● WHAT IS REQUIRED
Write each line exactly as it stands, from the line containing "TARGET = stone railing" through the end of the data.

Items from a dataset

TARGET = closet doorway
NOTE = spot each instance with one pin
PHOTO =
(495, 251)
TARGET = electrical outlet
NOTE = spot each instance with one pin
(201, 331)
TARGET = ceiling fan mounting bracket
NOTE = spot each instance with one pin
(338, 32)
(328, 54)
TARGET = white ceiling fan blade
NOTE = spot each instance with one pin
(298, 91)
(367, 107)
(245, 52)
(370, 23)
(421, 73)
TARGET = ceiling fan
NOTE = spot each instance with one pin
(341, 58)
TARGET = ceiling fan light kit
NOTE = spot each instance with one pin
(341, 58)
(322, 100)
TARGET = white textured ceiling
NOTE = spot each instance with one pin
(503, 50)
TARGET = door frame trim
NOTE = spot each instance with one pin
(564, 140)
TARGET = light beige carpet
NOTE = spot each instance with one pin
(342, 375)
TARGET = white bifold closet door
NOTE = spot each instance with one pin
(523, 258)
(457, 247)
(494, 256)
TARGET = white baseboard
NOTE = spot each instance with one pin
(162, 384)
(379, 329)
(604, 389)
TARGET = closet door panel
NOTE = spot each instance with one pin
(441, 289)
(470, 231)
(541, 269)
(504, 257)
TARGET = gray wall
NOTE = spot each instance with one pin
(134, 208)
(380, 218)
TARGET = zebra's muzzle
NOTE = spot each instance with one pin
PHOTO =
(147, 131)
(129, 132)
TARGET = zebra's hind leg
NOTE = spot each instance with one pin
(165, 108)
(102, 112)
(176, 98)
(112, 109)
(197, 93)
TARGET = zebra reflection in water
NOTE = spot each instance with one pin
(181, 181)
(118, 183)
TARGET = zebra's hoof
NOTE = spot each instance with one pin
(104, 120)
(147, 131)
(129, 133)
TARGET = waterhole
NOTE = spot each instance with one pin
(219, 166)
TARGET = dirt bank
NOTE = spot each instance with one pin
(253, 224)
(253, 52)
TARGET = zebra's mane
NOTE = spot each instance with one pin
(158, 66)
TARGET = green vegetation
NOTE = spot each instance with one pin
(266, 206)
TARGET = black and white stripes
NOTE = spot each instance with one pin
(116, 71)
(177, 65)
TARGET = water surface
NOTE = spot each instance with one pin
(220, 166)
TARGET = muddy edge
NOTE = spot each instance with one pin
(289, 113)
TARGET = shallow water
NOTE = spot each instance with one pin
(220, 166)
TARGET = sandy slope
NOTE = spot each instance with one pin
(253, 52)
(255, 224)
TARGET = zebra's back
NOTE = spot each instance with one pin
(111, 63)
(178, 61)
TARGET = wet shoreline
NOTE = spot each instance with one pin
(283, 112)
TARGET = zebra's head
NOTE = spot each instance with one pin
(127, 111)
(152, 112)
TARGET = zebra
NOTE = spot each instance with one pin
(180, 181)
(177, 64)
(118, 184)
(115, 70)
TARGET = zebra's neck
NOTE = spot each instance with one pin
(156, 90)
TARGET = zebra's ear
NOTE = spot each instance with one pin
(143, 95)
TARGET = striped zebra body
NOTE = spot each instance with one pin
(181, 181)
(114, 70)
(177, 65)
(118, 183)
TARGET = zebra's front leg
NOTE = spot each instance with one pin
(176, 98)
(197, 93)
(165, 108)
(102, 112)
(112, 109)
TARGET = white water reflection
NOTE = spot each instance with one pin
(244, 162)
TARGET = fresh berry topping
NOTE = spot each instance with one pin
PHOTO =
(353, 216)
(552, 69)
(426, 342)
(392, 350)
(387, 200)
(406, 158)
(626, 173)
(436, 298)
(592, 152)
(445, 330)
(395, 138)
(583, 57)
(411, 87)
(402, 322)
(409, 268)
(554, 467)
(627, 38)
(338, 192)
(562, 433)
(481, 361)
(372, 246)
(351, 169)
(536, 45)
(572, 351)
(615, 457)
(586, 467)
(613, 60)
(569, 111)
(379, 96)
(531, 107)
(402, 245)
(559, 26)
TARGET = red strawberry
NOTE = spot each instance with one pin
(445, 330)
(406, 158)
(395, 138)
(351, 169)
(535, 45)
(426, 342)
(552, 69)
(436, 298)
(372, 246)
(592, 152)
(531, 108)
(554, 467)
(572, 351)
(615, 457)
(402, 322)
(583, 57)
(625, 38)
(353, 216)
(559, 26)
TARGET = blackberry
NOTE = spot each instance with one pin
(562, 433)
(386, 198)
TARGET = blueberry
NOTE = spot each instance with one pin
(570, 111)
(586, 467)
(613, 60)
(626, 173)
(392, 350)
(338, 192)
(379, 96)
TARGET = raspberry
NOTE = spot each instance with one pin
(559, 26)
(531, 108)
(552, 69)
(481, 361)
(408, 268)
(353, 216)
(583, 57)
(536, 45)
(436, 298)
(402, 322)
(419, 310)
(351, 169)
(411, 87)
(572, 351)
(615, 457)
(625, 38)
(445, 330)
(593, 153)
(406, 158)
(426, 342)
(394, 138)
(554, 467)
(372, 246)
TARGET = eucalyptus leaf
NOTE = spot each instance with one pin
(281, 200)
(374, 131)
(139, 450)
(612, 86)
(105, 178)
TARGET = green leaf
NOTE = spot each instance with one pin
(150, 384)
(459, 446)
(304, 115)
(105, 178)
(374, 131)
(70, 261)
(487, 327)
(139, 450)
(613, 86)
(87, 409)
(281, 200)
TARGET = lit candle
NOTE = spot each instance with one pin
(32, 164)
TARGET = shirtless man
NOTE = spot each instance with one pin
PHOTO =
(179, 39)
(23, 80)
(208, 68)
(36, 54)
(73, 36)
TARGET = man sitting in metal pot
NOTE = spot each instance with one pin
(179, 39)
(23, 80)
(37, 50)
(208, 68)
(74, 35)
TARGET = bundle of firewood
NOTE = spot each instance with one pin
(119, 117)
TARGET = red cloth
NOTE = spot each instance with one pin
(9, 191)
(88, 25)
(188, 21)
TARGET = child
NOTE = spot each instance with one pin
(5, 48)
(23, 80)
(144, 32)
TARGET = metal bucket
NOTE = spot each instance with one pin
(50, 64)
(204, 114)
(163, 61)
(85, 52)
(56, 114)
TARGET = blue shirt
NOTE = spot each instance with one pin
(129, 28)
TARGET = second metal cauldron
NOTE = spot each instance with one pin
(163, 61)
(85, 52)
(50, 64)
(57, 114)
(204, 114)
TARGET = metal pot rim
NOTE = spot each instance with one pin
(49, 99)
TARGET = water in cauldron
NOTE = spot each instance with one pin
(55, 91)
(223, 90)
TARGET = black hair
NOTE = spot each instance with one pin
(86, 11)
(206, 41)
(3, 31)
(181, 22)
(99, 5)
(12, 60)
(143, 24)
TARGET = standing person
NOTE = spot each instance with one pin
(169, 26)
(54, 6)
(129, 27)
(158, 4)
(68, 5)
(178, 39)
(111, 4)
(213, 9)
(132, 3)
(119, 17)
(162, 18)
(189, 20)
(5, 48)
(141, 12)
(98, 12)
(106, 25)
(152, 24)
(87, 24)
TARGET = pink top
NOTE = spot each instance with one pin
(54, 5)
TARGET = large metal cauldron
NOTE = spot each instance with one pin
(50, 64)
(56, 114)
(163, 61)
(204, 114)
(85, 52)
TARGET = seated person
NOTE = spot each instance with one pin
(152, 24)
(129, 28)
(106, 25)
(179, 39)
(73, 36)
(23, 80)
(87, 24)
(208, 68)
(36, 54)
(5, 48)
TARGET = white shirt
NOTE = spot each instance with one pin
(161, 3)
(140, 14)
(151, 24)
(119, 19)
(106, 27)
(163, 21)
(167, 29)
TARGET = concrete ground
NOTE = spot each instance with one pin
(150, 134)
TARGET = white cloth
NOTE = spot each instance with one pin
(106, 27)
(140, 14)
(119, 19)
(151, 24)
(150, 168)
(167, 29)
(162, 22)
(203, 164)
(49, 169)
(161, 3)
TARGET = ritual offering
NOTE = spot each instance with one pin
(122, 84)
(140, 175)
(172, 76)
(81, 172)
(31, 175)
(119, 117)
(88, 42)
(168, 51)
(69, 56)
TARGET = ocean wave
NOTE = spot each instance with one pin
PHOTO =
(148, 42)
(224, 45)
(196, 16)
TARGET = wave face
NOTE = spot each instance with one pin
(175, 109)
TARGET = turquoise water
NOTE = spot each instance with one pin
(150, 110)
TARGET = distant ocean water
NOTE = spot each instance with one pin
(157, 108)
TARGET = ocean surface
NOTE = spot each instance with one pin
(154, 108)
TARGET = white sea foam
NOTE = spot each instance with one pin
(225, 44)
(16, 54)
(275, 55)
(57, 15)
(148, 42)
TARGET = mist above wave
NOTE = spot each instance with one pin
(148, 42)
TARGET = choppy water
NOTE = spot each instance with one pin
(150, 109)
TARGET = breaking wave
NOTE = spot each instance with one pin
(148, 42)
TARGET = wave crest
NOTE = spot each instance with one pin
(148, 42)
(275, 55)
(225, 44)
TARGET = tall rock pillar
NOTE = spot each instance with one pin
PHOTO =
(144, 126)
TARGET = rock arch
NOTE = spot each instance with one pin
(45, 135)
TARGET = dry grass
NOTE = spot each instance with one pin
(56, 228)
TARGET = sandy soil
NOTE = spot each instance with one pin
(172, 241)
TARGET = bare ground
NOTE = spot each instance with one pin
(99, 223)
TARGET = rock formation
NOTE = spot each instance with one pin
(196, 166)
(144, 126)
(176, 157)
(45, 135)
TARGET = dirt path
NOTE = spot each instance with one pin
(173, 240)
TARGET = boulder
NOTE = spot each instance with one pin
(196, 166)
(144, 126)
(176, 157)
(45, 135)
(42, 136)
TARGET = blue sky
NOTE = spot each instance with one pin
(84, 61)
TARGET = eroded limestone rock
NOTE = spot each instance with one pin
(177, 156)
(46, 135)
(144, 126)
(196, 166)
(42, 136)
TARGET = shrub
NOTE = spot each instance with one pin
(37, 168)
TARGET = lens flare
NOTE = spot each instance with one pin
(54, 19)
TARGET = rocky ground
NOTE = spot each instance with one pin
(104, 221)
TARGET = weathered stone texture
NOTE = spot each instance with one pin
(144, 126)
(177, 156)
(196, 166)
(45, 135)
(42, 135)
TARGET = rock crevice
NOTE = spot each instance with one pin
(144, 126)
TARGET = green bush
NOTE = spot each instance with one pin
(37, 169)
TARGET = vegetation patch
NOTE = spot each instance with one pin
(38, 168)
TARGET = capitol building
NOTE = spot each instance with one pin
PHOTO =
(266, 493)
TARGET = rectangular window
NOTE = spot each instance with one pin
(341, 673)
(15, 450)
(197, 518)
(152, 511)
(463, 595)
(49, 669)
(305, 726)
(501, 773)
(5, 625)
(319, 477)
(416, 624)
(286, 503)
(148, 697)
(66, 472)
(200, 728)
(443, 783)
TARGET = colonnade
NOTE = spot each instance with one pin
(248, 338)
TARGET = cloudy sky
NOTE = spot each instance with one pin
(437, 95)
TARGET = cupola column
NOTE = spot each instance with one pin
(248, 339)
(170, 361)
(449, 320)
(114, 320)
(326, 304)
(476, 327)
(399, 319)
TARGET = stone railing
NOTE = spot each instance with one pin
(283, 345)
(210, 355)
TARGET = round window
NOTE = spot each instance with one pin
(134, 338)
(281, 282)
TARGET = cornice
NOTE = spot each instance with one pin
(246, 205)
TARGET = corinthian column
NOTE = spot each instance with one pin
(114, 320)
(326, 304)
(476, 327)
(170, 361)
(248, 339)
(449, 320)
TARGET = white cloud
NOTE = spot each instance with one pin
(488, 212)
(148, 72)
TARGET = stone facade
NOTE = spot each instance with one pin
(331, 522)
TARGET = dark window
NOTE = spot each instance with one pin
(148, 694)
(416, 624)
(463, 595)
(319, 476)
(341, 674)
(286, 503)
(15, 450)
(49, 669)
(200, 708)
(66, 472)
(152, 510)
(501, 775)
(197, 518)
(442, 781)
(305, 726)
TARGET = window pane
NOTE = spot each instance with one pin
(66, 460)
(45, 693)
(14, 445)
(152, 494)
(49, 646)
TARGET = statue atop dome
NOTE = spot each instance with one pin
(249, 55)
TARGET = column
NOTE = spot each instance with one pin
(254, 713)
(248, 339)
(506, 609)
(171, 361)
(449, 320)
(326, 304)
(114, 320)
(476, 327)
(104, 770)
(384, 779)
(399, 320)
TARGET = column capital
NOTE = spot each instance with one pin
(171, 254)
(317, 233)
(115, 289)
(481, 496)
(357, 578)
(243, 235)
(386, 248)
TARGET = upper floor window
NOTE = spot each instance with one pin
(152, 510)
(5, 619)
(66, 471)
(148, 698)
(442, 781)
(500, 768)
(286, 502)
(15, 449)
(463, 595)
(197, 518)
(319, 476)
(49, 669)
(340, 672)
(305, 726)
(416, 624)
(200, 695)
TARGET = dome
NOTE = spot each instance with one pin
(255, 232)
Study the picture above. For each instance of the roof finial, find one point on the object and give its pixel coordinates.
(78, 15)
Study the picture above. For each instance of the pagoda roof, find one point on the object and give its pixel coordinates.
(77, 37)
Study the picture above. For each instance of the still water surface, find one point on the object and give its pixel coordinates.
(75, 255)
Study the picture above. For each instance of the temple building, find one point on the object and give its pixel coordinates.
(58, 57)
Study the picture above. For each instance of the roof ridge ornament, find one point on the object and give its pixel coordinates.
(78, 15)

● THE ANSWER
TARGET = stone railing
NOTE = spot each instance with one pin
(283, 345)
(210, 355)
TARGET = round window
NOTE = spot each instance with one pin
(134, 338)
(281, 282)
TARGET = cornice
NOTE = spot each instance with one pin
(246, 205)
TARGET = corinthian column
NOTE = spot each instance with one pin
(114, 320)
(326, 304)
(476, 327)
(170, 361)
(248, 339)
(449, 320)
TARGET = white cloud
NOTE = spot each instance with one pin
(488, 212)
(148, 72)
TARGET = stone facade
NOTE = spot each instance with one pin
(331, 522)
TARGET = dark window
NOTE = spot each instance with one pin
(148, 694)
(416, 624)
(463, 595)
(319, 476)
(341, 674)
(286, 503)
(15, 450)
(49, 669)
(200, 708)
(66, 472)
(152, 510)
(501, 775)
(197, 518)
(442, 781)
(305, 726)
TARGET = window pane
NOTE = spot each instance with one pin
(66, 460)
(45, 693)
(14, 445)
(152, 494)
(49, 646)
TARGET = statue atop dome
NOTE = spot each instance with one pin
(249, 55)
TARGET = column
NOTE = spot each instance with one pin
(254, 713)
(248, 339)
(506, 609)
(171, 361)
(449, 320)
(326, 304)
(114, 320)
(476, 327)
(104, 770)
(384, 779)
(399, 320)
TARGET = column capital
NOTE = spot each instance with one pin
(171, 254)
(317, 233)
(115, 289)
(481, 496)
(357, 578)
(243, 235)
(386, 248)
TARGET = upper floor window
NOTE = spot each instance with one pin
(152, 510)
(5, 619)
(66, 471)
(148, 698)
(442, 781)
(500, 768)
(286, 502)
(15, 449)
(463, 595)
(197, 518)
(319, 476)
(49, 669)
(340, 672)
(305, 726)
(416, 624)
(200, 695)
TARGET = dome
NOTE = spot each instance with one pin
(255, 232)
Study the picture above. For each instance of the roof finial, find one point on the object and give its pixel coordinates.
(78, 15)
Study the picture above. For each instance of the pagoda roof, find one point on the object and give its pixel coordinates.
(77, 37)
Study the picture above. For each instance of the still water surface, find one point on the object and give its pixel coordinates.
(75, 255)
Study the picture above. For each instance of the temple building, find one point on the object and give its pixel coordinates.
(58, 57)
Study the picture above. For each instance of the roof ridge ornament, find one point on the object and give its pixel coordinates.
(78, 15)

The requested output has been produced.